TASK ITEM:
No record may be left out; print them all verbatim.

SOURCE DATA:
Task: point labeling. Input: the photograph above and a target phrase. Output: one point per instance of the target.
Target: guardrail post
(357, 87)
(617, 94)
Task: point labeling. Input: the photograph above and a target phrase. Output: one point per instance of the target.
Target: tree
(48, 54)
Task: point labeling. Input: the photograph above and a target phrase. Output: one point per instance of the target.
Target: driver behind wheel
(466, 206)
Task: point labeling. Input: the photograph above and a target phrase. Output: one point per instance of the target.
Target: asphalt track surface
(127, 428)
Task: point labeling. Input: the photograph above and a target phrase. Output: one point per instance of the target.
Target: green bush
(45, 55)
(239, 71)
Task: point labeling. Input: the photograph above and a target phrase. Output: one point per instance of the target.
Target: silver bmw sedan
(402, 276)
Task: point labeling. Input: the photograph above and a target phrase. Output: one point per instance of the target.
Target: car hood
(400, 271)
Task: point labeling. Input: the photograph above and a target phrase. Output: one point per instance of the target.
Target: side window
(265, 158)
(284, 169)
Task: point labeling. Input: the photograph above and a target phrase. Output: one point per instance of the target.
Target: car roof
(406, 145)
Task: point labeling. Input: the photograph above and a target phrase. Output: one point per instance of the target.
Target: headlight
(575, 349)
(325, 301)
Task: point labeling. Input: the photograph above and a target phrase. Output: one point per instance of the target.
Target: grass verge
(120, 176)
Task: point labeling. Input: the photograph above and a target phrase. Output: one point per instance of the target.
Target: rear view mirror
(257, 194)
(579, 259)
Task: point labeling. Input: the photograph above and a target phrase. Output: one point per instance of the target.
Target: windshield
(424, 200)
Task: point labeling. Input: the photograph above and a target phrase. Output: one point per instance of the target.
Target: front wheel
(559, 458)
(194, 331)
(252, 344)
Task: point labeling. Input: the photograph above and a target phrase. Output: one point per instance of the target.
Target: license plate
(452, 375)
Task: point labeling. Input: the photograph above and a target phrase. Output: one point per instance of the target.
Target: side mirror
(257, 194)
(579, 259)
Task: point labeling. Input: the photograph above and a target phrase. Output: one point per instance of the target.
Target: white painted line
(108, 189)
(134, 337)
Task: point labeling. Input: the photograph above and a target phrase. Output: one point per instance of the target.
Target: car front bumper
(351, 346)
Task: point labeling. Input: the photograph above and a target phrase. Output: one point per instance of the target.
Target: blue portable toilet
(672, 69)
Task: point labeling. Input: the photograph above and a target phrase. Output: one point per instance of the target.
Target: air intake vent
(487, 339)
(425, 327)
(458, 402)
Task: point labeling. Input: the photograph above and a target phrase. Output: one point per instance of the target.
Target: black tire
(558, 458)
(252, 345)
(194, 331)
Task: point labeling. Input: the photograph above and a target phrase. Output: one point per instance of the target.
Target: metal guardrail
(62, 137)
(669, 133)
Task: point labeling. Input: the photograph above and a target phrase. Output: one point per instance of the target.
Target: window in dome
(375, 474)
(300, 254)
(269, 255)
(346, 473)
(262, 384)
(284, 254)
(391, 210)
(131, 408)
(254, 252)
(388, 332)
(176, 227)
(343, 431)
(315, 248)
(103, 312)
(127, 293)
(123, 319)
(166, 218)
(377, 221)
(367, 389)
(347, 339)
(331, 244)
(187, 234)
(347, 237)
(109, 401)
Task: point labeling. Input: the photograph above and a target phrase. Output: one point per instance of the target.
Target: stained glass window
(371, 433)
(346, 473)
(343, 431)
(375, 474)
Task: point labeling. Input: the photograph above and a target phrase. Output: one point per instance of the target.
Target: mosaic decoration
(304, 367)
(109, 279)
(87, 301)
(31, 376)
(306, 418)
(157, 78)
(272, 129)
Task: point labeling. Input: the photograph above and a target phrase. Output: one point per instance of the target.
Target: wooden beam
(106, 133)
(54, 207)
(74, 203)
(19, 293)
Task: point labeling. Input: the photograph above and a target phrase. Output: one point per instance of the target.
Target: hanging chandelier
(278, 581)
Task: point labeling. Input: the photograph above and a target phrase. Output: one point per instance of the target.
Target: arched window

THE ANSWER:
Task: point labeling. Input: the photograph above and a target phrase. Output: one point per instance of the target.
Target: guardrail post
(357, 87)
(617, 94)
Task: point labeling. Input: the photograph above and a target phrase. Output: one point per instance of the target.
Target: tree
(48, 54)
Task: point labeling. Input: the photograph above and a target phrase. Output: one point per instance of the target.
Target: driver behind wheel
(466, 206)
Task: point labeling. Input: the photograph above and a target phrase. Output: one point per instance of the target.
Target: asphalt track surface
(127, 428)
Task: point labeling. Input: the photograph above and a target phrase. Output: one point per instance of the target.
Target: green bush
(45, 55)
(239, 71)
Task: point labeling. Input: the photograph above and a target phrase. Output: one point per instance of the target.
Target: silver bmw sedan
(402, 276)
Task: point labeling. Input: the photograph above and a target phrase. Output: one point per instance of the target.
Target: car hood
(400, 271)
Task: point labeling. Input: the photograph above and a target phrase. Output: one point per instance of the target.
Target: side window
(265, 158)
(284, 169)
Task: point labeling. Input: the photograph above and a target phrase. Output: one point per instance of the target.
Target: car roof
(406, 145)
Task: point labeling. Input: the photograph above and a target phrase. Output: one point per instance of the target.
Target: headlight
(575, 349)
(325, 301)
Task: point labeling. Input: the photograph above and a target phrase. Output: one point per instance of the target.
Target: grass verge
(120, 176)
Task: point labeling. Input: the photograph above and a target phrase. Output: one point per instance of the target.
Target: rear view mirror
(257, 194)
(579, 259)
Task: point labeling. Input: the photograph above and a target phrase. Output: one point per instance of the target.
Target: windshield
(424, 200)
Task: point labeling. Input: the photograph above and a target phrase. Output: one point per instance of the target.
Target: front wheel
(559, 458)
(194, 331)
(252, 344)
Task: point labeling. Input: the photograph above and a target phrase. Output: one point per instance of the target.
Target: license plate
(452, 375)
Task: point labeling. Input: the photograph above and a target phrase. Output: one point per instance of the target.
Target: side mirror
(257, 194)
(579, 259)
Task: point labeling. Input: the photograph above and a target phrase. Output: one point per instance of the target.
Target: white painted line
(108, 189)
(134, 337)
Task: point labeling. Input: the photograph above and a target phrase. Output: one point per instance of the target.
Target: car front bumper
(351, 346)
Task: point labeling. Input: the photograph above and a target phrase. Output: one point per instance of the target.
Target: blue portable toilet
(672, 69)
Task: point labeling. Input: the photograph above and a target phrase. Output: one point per instance of the target.
Target: air intake vent
(487, 339)
(425, 327)
(458, 402)
Task: point labeling. Input: the photograph above and a target phrase. Output: one point per instance of the target.
Target: black tire
(558, 458)
(252, 345)
(194, 331)
Task: point labeling. Input: the photograph above and a target phrase. Output: one point per instance of the target.
Target: metal guardrail
(62, 137)
(669, 133)
Task: point labeling. Input: the photograph above and a target phrase. Output: one point per instance of the target.
Target: window in dome
(375, 474)
(300, 254)
(269, 255)
(346, 473)
(262, 384)
(284, 254)
(391, 210)
(131, 408)
(254, 252)
(388, 332)
(176, 227)
(343, 431)
(315, 248)
(103, 312)
(127, 293)
(123, 319)
(166, 218)
(377, 221)
(367, 389)
(347, 339)
(331, 244)
(187, 234)
(347, 237)
(109, 401)
Task: point labeling. Input: the photograph above and a target phrase. Output: one point per instance of the target.
Target: stained glass window
(371, 433)
(346, 473)
(343, 431)
(375, 474)
Task: point labeling. Input: the photograph above and a target phrase. Output: one point per instance of the target.
Target: mosaic decoration
(304, 367)
(109, 279)
(87, 301)
(31, 376)
(306, 418)
(157, 78)
(272, 129)
Task: point labeling. Input: the photograph above and a target phrase. Output: one point per instance of the target.
Target: wooden beam
(106, 133)
(54, 207)
(74, 203)
(19, 293)
Task: point labeling. Input: the photograph above and a target phrase. Output: one point per instance of the target.
Target: hanging chandelier
(278, 581)
Task: point labeling. Input: the photograph above and a target phrase. Output: one point per instance of the target.
Target: arched window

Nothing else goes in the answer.